* start RECORD LIST *

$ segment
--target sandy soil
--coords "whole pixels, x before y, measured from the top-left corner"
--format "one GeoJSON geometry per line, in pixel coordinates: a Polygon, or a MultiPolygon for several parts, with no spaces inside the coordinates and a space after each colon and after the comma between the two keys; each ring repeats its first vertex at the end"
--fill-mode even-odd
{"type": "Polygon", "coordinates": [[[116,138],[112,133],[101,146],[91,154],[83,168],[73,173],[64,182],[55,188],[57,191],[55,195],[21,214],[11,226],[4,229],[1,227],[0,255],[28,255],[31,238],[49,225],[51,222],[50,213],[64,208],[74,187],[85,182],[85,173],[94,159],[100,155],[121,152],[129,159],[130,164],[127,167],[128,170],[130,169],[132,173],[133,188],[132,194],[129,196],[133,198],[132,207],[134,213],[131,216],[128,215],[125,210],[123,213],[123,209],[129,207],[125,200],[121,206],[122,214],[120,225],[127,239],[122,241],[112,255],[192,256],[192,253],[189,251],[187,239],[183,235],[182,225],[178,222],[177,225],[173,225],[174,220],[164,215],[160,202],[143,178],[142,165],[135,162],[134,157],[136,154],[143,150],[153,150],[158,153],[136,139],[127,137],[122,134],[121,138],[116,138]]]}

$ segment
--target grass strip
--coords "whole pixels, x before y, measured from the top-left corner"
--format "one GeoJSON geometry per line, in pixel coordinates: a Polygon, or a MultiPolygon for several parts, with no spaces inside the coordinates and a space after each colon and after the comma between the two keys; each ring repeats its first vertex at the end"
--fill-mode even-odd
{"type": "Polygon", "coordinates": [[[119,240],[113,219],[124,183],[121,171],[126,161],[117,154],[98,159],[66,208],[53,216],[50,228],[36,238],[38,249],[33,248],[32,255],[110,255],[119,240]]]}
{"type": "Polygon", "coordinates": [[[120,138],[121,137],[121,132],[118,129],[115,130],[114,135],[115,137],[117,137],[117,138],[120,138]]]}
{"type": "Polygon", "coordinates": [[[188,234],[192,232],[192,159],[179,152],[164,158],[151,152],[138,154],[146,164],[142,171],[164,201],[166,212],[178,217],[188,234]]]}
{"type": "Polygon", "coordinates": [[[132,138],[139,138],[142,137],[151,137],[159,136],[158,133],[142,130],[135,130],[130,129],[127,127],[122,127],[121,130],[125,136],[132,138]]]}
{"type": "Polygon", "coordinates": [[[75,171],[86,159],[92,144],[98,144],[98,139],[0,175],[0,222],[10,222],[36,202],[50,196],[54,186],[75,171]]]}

* end RECORD LIST *

GIVEN REQUEST :: Select every line of the records that contains the word "target".

EXERCISE RESPONSE ::
--target sandy soil
--target grass strip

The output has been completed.